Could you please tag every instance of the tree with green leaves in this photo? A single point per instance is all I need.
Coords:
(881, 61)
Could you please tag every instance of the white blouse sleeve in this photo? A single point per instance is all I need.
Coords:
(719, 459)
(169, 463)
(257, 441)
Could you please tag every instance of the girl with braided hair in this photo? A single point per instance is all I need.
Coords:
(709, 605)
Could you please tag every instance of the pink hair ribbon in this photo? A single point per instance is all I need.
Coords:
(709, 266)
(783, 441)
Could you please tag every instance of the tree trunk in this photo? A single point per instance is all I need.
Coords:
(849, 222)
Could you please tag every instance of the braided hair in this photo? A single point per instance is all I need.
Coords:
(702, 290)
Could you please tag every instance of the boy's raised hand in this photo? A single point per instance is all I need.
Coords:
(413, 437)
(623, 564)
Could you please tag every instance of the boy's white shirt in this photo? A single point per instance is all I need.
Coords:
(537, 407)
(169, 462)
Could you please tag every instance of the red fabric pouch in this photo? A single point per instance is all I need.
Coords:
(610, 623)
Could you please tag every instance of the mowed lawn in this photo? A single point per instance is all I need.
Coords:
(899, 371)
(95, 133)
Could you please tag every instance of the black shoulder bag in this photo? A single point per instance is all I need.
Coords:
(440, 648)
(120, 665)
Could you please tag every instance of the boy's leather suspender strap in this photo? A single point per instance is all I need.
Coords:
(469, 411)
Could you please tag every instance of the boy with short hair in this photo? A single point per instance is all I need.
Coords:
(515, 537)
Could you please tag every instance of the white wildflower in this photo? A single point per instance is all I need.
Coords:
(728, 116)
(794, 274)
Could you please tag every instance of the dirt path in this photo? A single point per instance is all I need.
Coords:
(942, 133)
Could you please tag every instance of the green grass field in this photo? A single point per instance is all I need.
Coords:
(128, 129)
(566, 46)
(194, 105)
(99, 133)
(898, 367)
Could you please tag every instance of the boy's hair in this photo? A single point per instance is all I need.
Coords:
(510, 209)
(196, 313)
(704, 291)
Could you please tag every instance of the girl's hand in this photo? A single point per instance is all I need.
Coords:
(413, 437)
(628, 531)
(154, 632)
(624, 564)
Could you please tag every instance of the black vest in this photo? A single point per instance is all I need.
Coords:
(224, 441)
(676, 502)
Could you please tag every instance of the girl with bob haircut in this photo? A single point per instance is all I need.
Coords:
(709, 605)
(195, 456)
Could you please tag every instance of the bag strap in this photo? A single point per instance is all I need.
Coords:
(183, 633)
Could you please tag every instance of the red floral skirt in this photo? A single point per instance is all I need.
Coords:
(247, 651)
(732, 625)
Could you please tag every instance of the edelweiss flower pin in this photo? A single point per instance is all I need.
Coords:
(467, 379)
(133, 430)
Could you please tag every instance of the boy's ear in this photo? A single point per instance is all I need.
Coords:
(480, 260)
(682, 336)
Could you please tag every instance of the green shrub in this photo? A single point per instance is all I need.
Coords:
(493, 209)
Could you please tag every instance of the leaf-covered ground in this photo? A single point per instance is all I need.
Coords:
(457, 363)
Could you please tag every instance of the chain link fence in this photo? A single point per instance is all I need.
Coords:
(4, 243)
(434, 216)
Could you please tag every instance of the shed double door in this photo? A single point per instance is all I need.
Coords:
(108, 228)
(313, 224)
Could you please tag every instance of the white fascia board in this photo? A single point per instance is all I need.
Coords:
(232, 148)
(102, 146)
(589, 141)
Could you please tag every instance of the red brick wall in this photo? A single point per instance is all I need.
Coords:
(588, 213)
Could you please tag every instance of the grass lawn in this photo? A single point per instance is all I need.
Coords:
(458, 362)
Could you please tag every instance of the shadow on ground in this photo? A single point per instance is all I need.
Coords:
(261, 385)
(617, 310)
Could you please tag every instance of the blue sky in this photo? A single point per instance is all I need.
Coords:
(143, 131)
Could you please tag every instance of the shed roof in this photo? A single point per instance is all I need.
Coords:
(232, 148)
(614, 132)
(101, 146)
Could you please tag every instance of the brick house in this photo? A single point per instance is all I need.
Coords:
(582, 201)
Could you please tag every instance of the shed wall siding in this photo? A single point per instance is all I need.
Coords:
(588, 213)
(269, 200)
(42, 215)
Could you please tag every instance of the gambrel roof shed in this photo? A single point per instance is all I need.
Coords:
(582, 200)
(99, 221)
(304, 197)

* WHAT YOU SHOULD DO *
Could you return all the data above exactly as it appears?

* TASK OUTPUT *
Could you please tag every instance of the tree with green leaves in this photo? A single point per instance is all I need.
Coords:
(881, 61)
Could you please tag every instance of the white blouse sleeve in this photo? A single point per instance is all I need.
Coords:
(719, 459)
(169, 463)
(257, 441)
Could you please tag every instance of the girl with braided hair in this photo? A single point per instance is all I need.
Coords:
(709, 605)
Could you please tag every instance of the pink hair ribbon in this photo? A single point per instance is all I need.
Coords:
(709, 266)
(783, 441)
Could you please tag every instance of the tree trunk in this photo? A single point per instance is all I need.
Coords:
(849, 222)
Could you please tag every instance of the braided hair in this photo? A single point per instance is all I need.
Coords:
(702, 290)
Could you please tag every instance of the boy's raised hand in this photo? A single point per instance is all I need.
Coords:
(413, 437)
(623, 564)
Could you please tag every instance of the boy's white shirt in this photo? A single point per instance is all I need.
Coords:
(537, 407)
(169, 462)
Could you please tag every instance of the red fabric pouch in this photo? A single point per instance is all I need.
Coords:
(610, 623)
Could you please tag every instance of the mowed lawn in this photo? A single point per instance is all I need.
Coords:
(899, 371)
(95, 133)
Could you please tag every instance of the black shoulder bag in this photo? A single point per instance is all I need.
Coords:
(440, 648)
(120, 665)
Could you please tag every instance of the boy's leather suspender strap in this photo? A single point per instance is all I need.
Coords:
(469, 411)
Could you please tag every instance of the boy with short hair in this photo? A single point per instance is all I need.
Coords:
(515, 537)
Could you please tag every instance of the white wildflower in this photo? A single point per instance is all I need.
Coords:
(728, 116)
(794, 274)
Could you please tag every instance of the dirt path in this photo? A single point per instance is all I need.
Coords:
(942, 133)
Could you please tag every instance of the green grass field in this photo? A single point per instance is all I need.
Coords:
(128, 129)
(566, 46)
(194, 105)
(99, 133)
(898, 367)
Could you please tag every instance of the boy's hair in this photo? A single point per instance is all I need.
Coords:
(510, 209)
(196, 313)
(704, 291)
Could you please tag every instance of the girl's hand in this photo? A single point per instance is all I need.
Coords:
(413, 437)
(628, 531)
(154, 632)
(624, 564)
Could you please tag every instance of the black vest in this photo? A single point per instance is all I need.
Coords:
(224, 441)
(676, 502)
Could you please tag every instance of the girl with bob haircut in this photo? A single point per instance is all I need.
Coords:
(709, 605)
(195, 456)
Could you please tag every instance of the bag strap in this photo? A single point per instance is all I need.
Coords:
(183, 633)
Could you please tag every instance of the red floral skirt in this photo? A single point per instance is all I need.
Coords:
(247, 651)
(732, 625)
Could you please tag every instance of the edelweiss flower pin in this photo? A single point per instance is all I need.
Coords:
(467, 379)
(133, 430)
Could you please tag every instance of the boy's ear in this photo? A single point per instance is all I need.
Coords:
(480, 260)
(682, 336)
Could you please tag every instance of the green shrub in this photo? A single point per instance is all I need.
Coords:
(493, 209)
Could you please tag every instance of the leaf-covered ground in this photo? A single point per instance is all I need.
Coords:
(457, 363)
Could you please tag every instance of the chain link fence in this photo? A single point per instance is all I need.
Coords:
(4, 243)
(434, 216)
Could you please tag every instance of the shed double door in this photo? A single point per instance is all I need.
Coords:
(108, 228)
(313, 224)
Could you please tag every instance of the white fascia board in this photo? A single point per instance is all I need.
Coords:
(232, 148)
(102, 146)
(589, 141)
Could you please tag every instance of the red brick wall in this photo? A single point per instance is all I need.
Coords:
(588, 213)
Could you please tag every instance of the grass lawn in this photo? A single point per instance is all I need.
Coords:
(458, 362)
Could you please tag every instance of the shadow on ground in this photo? A single point per instance is all I need.
Coords:
(261, 385)
(617, 310)
Could you please tag every instance of the blue sky in this photo? A single point per instance is all I need.
Coords:
(143, 131)
Could you please tag every instance of the shed roof in this photo? A single point per instance is all I need.
Coords:
(232, 148)
(614, 132)
(101, 146)
Could you please tag every instance of the brick house in this photo? A single point per instance is all I need.
Coords:
(582, 201)
Could you please tag every instance of the shed wall siding in this photo? A single point per instance is all I need.
Coords:
(588, 213)
(269, 200)
(42, 215)
Could you please tag every instance of the gambrel roof shed in this photo? A single point per instance is all I need.
Coords:
(582, 200)
(99, 221)
(304, 197)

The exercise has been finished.